Rewrite the items from the line with "around the macaque" to the line with "[0, 0, 157, 240]", changing "grounding model" to "detection model" and leaving everything else as it is. Give back only those lines.

Records from a dataset:
>>>>>

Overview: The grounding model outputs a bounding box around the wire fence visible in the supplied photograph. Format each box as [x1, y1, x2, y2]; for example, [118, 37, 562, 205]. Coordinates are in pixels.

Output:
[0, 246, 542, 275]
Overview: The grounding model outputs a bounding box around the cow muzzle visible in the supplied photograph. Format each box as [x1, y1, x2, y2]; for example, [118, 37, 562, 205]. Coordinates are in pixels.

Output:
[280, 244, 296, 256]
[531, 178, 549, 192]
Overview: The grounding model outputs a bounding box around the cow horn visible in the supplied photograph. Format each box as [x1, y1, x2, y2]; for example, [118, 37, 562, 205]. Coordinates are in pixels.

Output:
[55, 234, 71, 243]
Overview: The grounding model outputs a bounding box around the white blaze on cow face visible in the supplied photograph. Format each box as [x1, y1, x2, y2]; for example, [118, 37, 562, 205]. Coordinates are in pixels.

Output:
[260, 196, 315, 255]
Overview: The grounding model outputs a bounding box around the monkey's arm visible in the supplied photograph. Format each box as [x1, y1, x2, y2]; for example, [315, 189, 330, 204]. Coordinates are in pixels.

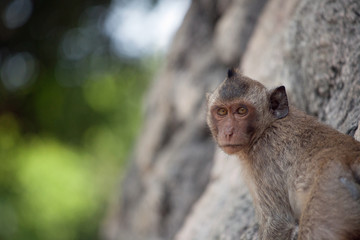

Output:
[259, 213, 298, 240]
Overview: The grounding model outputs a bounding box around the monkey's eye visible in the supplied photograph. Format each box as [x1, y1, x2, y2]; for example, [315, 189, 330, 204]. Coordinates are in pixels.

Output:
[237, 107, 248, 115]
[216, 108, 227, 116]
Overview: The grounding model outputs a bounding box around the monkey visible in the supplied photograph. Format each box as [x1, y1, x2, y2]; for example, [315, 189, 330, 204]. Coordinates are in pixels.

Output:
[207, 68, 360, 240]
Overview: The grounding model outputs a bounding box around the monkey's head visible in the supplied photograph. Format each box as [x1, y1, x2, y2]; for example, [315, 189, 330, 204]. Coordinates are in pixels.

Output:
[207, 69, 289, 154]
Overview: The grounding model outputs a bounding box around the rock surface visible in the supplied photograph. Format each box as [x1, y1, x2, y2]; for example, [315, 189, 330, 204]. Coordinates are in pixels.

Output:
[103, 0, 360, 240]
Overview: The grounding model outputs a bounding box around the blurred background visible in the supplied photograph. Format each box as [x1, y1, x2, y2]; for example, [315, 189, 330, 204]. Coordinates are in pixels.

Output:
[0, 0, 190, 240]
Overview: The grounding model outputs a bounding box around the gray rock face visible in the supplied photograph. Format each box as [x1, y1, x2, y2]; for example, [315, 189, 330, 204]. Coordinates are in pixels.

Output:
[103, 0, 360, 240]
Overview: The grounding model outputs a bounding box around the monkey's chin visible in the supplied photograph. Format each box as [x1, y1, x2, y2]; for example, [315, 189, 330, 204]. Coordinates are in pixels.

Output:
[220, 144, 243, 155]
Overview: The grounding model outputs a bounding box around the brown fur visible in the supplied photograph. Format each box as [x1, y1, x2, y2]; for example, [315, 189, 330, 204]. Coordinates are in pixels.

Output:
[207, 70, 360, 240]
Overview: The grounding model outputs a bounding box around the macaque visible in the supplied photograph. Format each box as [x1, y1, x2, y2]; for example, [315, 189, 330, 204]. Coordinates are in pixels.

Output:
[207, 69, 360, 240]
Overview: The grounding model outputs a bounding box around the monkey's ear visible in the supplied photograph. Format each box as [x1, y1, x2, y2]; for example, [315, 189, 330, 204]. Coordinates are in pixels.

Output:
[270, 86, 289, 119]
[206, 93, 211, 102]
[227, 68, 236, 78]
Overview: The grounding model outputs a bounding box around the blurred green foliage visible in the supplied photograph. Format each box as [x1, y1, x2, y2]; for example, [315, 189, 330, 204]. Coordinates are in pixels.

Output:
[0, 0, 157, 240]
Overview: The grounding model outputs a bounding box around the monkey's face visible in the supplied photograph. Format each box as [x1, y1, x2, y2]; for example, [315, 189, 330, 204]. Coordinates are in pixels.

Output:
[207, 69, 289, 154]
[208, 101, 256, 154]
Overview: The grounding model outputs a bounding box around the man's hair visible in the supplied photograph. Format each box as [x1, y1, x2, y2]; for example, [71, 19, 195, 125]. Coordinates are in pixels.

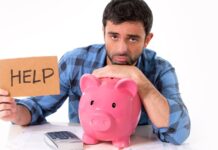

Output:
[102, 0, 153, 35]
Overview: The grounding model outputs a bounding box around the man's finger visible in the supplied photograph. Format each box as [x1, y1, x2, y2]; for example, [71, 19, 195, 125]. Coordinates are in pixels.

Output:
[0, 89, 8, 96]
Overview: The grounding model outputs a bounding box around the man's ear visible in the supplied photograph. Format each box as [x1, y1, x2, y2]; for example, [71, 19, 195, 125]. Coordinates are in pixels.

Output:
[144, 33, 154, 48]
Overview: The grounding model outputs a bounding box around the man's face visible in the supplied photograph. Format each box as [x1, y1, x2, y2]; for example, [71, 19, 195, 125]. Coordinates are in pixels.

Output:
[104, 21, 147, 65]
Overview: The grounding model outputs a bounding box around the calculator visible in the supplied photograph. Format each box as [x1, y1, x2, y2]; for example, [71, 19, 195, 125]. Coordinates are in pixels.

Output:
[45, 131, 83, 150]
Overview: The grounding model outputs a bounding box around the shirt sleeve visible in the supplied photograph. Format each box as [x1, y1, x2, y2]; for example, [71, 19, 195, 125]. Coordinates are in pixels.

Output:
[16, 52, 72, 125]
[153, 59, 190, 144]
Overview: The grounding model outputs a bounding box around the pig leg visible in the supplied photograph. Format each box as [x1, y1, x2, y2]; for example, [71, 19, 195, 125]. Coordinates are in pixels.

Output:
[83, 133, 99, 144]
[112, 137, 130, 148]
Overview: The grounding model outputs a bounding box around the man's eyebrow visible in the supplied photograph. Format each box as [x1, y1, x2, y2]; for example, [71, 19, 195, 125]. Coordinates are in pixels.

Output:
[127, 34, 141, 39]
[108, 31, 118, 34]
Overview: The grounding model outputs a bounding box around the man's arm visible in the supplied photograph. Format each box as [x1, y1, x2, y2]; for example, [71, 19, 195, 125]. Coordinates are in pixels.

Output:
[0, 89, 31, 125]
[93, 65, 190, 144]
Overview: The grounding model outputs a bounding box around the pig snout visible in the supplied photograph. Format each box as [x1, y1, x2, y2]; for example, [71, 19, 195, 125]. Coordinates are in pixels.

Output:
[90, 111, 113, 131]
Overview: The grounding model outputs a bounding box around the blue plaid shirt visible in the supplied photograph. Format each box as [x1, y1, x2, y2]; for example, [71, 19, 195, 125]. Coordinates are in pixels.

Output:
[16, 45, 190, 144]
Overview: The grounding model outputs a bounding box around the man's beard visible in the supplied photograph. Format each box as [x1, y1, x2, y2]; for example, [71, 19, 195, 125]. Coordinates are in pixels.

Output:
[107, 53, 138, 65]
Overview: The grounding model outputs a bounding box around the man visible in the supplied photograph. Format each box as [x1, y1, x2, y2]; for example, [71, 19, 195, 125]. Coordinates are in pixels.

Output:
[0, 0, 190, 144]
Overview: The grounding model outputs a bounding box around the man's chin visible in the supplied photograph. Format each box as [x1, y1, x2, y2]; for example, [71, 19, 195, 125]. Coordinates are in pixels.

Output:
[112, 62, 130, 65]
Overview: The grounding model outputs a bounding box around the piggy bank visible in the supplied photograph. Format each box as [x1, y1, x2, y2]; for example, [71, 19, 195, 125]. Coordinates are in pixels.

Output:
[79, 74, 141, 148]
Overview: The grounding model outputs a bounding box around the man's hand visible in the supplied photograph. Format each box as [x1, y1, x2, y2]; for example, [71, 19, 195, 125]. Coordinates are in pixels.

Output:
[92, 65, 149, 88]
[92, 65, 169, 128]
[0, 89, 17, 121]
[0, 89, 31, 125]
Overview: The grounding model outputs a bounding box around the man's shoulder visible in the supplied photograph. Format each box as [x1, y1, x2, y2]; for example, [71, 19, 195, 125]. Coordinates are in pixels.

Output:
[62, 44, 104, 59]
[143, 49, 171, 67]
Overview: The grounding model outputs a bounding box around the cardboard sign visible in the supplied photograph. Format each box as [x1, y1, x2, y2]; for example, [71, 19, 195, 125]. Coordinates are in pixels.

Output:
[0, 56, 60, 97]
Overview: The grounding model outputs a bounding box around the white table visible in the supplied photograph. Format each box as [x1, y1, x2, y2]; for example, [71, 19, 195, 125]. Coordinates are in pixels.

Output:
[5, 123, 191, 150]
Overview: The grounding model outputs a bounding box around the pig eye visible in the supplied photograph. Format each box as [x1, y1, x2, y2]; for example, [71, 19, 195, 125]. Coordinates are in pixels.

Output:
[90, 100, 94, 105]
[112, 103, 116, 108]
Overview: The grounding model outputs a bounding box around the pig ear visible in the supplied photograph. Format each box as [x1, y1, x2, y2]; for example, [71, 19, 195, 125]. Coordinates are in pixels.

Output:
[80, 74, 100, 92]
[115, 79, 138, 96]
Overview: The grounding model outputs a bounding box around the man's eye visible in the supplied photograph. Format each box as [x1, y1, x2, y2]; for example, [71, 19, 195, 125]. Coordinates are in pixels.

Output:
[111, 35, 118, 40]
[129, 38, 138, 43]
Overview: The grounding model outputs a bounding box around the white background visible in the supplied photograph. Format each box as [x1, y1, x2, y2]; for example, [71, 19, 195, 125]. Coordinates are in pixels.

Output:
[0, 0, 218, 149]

<<<<<

Problem solution >>
Overview: The detection model outputs a bounding box around the macaque visible in the supplied photograph. Format each box as [x1, y1, x2, y2]; for example, [315, 189, 330, 204]. Coordinates are in pixels.

Output:
[207, 69, 360, 240]
Overview: The detection model outputs a bounding box around the monkey's ear visible in the supplied photograph. Format each box as [x1, y1, x2, y2]; for example, [315, 189, 330, 204]. Coordinates are in pixels.

Output:
[270, 86, 289, 119]
[206, 93, 211, 102]
[227, 68, 236, 78]
Overview: The detection model outputs a bounding box around the blurred green foliage visible in the supplied photograph. Format each box as [x1, y1, x2, y2]; for example, [315, 189, 330, 204]. Coordinates are in pixels.

Output:
[0, 0, 157, 240]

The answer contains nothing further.